>> Begin Data entries
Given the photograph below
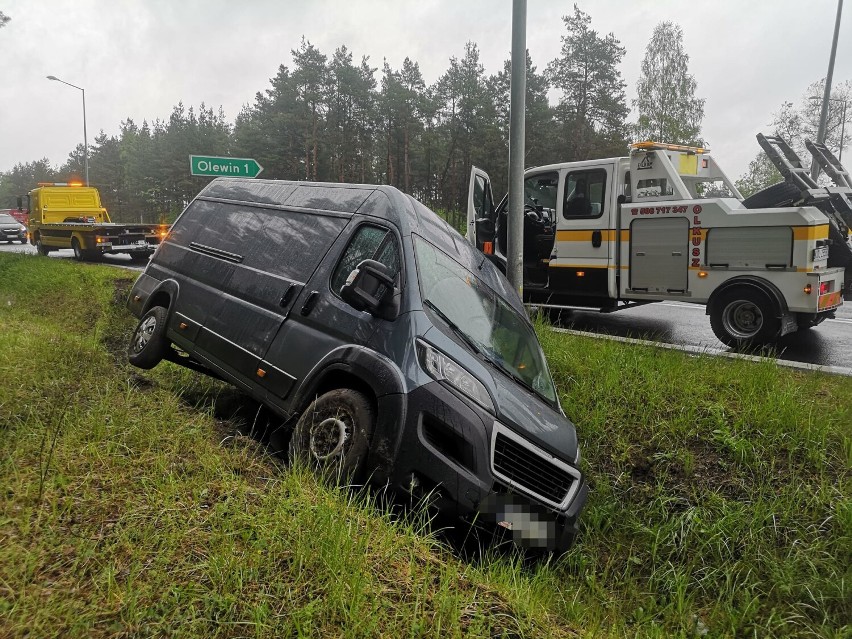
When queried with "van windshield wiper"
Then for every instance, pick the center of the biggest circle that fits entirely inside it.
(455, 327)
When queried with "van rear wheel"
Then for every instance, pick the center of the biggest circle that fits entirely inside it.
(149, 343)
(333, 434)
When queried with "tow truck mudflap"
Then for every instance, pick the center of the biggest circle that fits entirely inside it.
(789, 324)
>> End Data entries
>> Begin Data entries
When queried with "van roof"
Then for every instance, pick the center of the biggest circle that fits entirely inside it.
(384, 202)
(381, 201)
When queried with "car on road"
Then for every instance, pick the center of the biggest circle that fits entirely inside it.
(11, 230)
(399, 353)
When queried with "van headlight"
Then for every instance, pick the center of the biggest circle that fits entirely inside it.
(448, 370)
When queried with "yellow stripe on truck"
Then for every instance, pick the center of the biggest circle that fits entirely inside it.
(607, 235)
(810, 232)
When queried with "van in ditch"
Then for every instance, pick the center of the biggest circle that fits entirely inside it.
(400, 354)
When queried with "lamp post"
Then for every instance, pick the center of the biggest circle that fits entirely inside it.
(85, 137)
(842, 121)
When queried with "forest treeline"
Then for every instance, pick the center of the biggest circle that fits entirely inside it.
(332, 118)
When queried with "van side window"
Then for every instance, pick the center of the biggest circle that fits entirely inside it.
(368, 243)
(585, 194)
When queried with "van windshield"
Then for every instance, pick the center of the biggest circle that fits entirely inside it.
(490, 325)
>> End Data entries
>> Begin Data entries
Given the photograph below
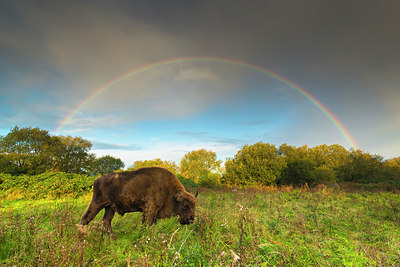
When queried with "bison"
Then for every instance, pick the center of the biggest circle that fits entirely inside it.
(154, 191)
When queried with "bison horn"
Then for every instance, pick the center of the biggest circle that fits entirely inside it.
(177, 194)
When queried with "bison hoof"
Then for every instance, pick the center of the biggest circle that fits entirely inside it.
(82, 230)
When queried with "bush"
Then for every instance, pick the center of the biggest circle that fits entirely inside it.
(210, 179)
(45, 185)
>> End Data entries
**Task requirements**
State how many lines in the listing above contain the word "bison", treating uppercase and lowercase letters as distinct. Reply with the number alone.

**Task output**
3